The crude and cruel hilarity continues, but for this volume’s opening chapter Todd is pretty much surplus to requirement as Ken Kristensen aims his satirical scattergun at all and sundry. TV hosts, Marvel Comics, Tom Wolfe and others occupy more pages than Todd. Kristensen, however, knows what he’s doing, and much of that set-up plays out over the following pages, although the Marvel material is just indulgence.

An admirable aspect of Kristensen’s writing is how he’ll fling in a hilarious left-field shock, yet set it up entirely logically (within the context of Todd’s hyper-real world, anyway), and then contrive an equally ridiculous method of compensating. And those surreal characters keep coming. One treat is the police chief looking for a black partner to increase his Q score, taking his wife out for an anniversary dinner at Roscoe’s Chicken Waffles, but more prominent is the TV host whose success is dependent on a satanic table. And talking of Satan, we see him and his son in a mediation group. It perhaps gives an idea about how many balls Kristensen is juggling simultaneously.

As with the first volume, Todd is the virtuous innocent in a world of blue collar, me first, looking out for number one people, always grasping for that extra advantage. The deliberately coarse and provocative script is sitcom sharp (think Soap or Married With Children with swearing permitted) and M.K. Perker’s art is fantastic psuedo-realistic caricature, very much the Jack Davis or Mort Drucker method used in Mad for decades. He delivers a fine Norman Rockwell parody as well.

Unfortunately Todd’s story, and that of everyone else sucked into his world, was never concluded. This matters less in Todd, The Ugliest Kid on Earth than it might do elsewhere, as the plot is deliberately discursive, wacky and skin of the teeth. It’s a book to be experienced in the moment rather than considered in the long term, and what we have is just fine for those who like this kind of material. There is online mention of the series being adapted for animation, but nothing since 2014.

AVAILABLE DATA:
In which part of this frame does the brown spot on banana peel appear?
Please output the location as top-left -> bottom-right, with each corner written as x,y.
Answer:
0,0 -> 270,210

PROBLEM REQUIREMENTS: Name every visual artist other than M.K. Perker who is mentioned in the comics review above.

RESULT OF THIS TASK: Jack Davis, Mort Drucker, Norman Rockwell